WORK INSTRUCTIONS:
List each line below that contains the word "paddle", copying every such line in full.

Collection entries:

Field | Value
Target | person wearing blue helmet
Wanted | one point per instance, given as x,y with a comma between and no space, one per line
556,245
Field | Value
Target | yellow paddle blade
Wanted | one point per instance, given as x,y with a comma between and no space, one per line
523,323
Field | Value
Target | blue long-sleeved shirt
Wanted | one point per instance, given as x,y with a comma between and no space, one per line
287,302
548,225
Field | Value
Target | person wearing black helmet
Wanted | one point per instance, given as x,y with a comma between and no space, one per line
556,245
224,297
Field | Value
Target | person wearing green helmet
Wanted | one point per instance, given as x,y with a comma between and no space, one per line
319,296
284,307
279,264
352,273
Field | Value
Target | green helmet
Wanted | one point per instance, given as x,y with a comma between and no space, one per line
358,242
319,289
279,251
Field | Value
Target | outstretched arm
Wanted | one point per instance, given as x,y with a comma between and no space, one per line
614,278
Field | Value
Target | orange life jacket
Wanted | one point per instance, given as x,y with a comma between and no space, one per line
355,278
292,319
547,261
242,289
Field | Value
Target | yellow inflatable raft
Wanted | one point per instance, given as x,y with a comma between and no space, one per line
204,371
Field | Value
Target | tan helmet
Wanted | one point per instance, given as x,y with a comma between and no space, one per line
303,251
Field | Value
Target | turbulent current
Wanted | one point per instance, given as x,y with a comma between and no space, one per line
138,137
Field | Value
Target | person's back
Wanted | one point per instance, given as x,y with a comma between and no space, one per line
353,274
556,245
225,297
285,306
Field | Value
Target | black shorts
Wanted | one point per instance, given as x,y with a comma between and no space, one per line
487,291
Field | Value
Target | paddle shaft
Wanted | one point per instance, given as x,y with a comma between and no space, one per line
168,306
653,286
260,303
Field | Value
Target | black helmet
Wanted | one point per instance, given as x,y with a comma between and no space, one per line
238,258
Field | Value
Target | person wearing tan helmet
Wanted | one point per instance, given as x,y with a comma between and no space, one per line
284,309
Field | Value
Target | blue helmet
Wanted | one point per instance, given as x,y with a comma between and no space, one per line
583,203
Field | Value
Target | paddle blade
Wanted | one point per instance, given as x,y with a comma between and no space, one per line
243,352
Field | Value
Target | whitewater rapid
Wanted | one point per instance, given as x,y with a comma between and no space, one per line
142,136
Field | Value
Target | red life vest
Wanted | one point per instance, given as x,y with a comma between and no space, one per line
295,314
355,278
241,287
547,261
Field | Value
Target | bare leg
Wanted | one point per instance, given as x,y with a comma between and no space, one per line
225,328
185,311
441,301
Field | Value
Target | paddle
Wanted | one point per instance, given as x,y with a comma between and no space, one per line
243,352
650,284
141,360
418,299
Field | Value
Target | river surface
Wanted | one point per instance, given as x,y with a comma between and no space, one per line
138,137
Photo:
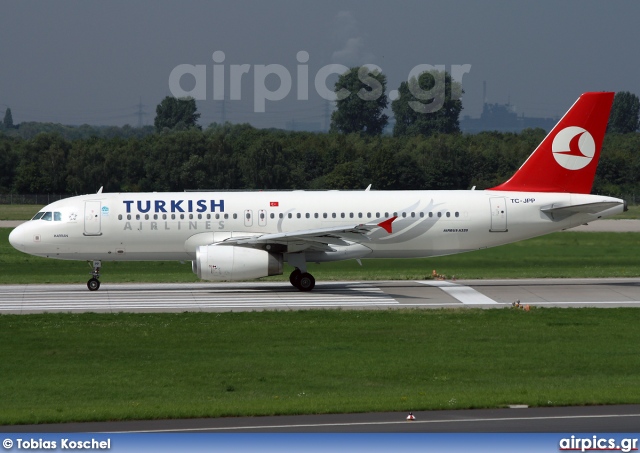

CORRECT ANSWER:
Target | yellow paddle blade
Target | paddle shaft
Target | paddle blade
Target | paddle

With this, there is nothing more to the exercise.